Repeat the listing beneath this line exactly, keeping every character.
________________
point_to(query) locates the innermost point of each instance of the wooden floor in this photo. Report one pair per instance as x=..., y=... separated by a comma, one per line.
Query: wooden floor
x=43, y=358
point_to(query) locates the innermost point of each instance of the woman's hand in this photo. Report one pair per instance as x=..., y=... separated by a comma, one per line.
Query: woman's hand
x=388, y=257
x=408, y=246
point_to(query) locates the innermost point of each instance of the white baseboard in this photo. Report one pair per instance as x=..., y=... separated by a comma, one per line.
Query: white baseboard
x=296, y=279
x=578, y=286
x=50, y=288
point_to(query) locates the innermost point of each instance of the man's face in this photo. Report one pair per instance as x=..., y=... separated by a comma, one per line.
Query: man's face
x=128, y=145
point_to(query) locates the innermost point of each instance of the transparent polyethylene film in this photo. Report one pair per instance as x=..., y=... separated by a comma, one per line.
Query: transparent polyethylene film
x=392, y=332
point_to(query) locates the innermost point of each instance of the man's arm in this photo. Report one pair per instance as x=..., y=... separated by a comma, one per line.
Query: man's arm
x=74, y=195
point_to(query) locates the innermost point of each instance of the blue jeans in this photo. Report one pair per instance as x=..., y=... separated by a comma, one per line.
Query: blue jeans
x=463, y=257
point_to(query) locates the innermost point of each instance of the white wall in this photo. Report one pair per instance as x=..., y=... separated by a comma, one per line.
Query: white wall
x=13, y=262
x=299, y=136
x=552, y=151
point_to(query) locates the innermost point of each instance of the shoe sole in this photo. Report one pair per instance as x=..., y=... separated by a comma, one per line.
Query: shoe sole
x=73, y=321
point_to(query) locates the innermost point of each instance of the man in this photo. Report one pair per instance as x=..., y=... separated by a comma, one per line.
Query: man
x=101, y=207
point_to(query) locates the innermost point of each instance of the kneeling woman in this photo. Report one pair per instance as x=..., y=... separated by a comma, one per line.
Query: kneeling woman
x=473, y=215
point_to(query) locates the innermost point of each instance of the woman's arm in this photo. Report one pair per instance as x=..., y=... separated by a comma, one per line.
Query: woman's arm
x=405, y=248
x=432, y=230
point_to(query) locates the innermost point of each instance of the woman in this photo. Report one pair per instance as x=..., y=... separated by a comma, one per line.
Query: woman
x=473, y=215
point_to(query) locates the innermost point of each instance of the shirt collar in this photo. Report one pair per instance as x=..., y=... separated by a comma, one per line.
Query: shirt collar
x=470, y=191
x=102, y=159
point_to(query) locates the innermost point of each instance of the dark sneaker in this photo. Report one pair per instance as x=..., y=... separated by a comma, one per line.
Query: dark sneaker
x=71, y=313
________________
-- EXERCISE OUTPUT --
point_to(query) locates the innermost point of each instance of the wooden floor in this photo. Report one pair per instance as x=..., y=... separated by a comma, one per line.
Query: wooden floor
x=43, y=358
point_to(query) locates the innermost point of each instance of the woman's hand in this photo. Report one pair per instance as x=..., y=... separated by a comma, one per line.
Query: woman's hand
x=388, y=257
x=408, y=246
point_to(query) locates the innermost point of each instance of the white baseboard in this photo. Report one pair per instance as x=..., y=... separated by a comma, one per line.
Query: white baseboard
x=296, y=279
x=578, y=286
x=50, y=288
point_to(query) locates the innermost point of each instance of the man's face in this photo. Report one pair per instance as x=..., y=... separated by a comma, one per line.
Query: man's face
x=128, y=145
point_to(query) locates the innermost point of each instance of the transparent polyethylene film in this photo. Report one pair per instance as x=..., y=... separated by a comma, one per line.
Query: transparent polyethylene film
x=392, y=332
point_to(query) locates the innermost point of each instance of the man's arm in this photo. Report one pair per instance as x=..., y=... separated by a comma, one per line.
Query: man's arm
x=74, y=195
point_to(query) locates the innermost point of each instance of the blue jeans in this photo. Report one pair per instance as x=..., y=... separated by a comma, one per line.
Query: blue jeans
x=463, y=257
point_to(query) locates the innermost point of each instance of the white wall in this photo. Report one pair per instance as x=..., y=... separated by a comma, one per line.
Query: white wall
x=13, y=262
x=299, y=136
x=552, y=151
point_to(query) locates the innermost point of each instance of the shoe sole in this photo. Report one pair per instance as x=..., y=... separated by a comma, one per line.
Query: shoe sole
x=73, y=321
point_to(query) locates the innermost point of each instance of the man in this photo. Report one pair per instance as x=..., y=... separated by a comma, one per line.
Query: man
x=101, y=207
point_to(query) locates the innermost point of each instance of the kneeling woman in this photo. Report one pair per instance as x=..., y=... separated by a comma, one per line.
Query: kneeling woman
x=473, y=215
point_to(query) locates the innermost point of each instance of the woman's arm in this photo. Report one pair per instance as x=..., y=... separated by a comma, one per line.
Query: woman's arm
x=405, y=248
x=432, y=230
point_to(query) locates the innermost point of each instance of the woman in this photo. Report one pair per instance as x=..., y=... separated by a comma, one per line.
Query: woman
x=473, y=215
point_to(query) locates the innermost point of each instance of the shirt collar in this photo. Report one pair per instance as x=..., y=... separated by a comma, one per line.
Query: shirt collar
x=470, y=191
x=102, y=159
point_to(query) locates the innermost point of each instance of the dark sneaker in this photo. Report one pair per instance as x=..., y=... separated by a comma, one per line.
Query: dark sneaker
x=71, y=313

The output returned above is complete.